§ **EXERCISE PROMPT**
Format the lines from the one containing "Target: wave" through the last line, both included, as a Markdown table with the columns "Row" and "Line". Number each row and omit any blank lines.

------------------------------------

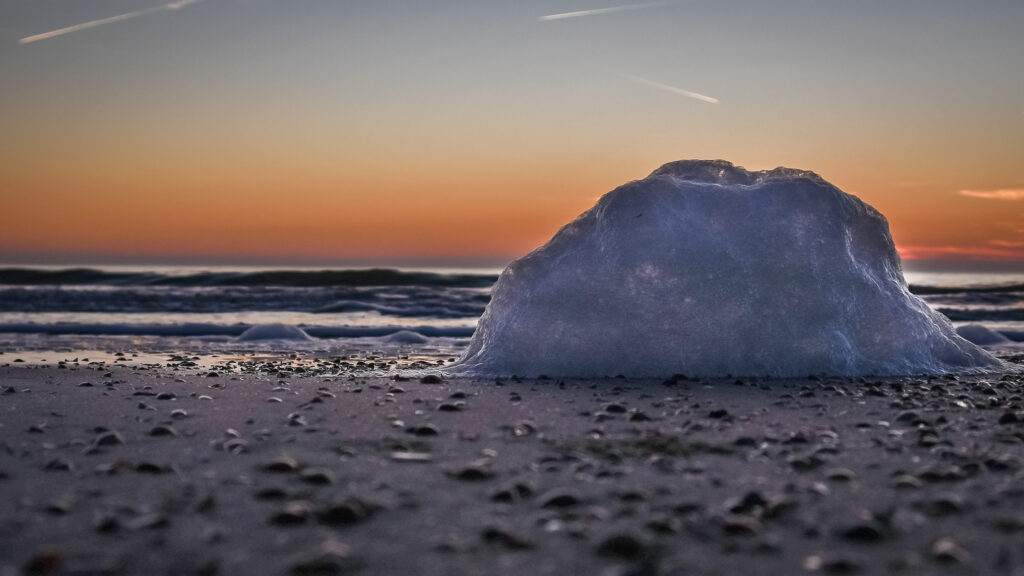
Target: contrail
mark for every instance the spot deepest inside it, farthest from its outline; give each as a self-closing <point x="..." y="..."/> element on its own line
<point x="668" y="88"/>
<point x="176" y="5"/>
<point x="596" y="11"/>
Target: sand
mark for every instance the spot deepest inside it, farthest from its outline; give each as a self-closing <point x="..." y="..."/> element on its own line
<point x="169" y="469"/>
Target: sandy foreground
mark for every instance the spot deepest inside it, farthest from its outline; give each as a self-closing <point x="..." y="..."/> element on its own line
<point x="282" y="469"/>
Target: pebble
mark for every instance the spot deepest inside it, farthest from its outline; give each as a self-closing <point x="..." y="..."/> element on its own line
<point x="45" y="562"/>
<point x="281" y="464"/>
<point x="614" y="408"/>
<point x="320" y="477"/>
<point x="109" y="438"/>
<point x="406" y="456"/>
<point x="424" y="429"/>
<point x="626" y="545"/>
<point x="163" y="429"/>
<point x="560" y="498"/>
<point x="506" y="537"/>
<point x="863" y="533"/>
<point x="333" y="559"/>
<point x="473" y="472"/>
<point x="348" y="510"/>
<point x="948" y="550"/>
<point x="293" y="513"/>
<point x="738" y="525"/>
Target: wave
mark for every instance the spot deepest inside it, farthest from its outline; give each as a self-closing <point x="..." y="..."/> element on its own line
<point x="283" y="278"/>
<point x="231" y="330"/>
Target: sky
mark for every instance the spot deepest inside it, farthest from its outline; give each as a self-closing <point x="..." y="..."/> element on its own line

------------------------------------

§ **REPLY TO THE EXERCISE**
| Row | Line |
|---|---|
| 1 | Target: wave |
| 2 | mark for every instance the spot deepest inside it, farthest from its outline; give each as a self-closing <point x="..." y="..."/> element on its own line |
| 3 | <point x="283" y="278"/> |
| 4 | <point x="231" y="330"/> |
| 5 | Target: sky |
| 6 | mark for every instance the spot deepest inside it, farthest from its outline; give each as a self-closing <point x="..." y="..."/> element on its own line |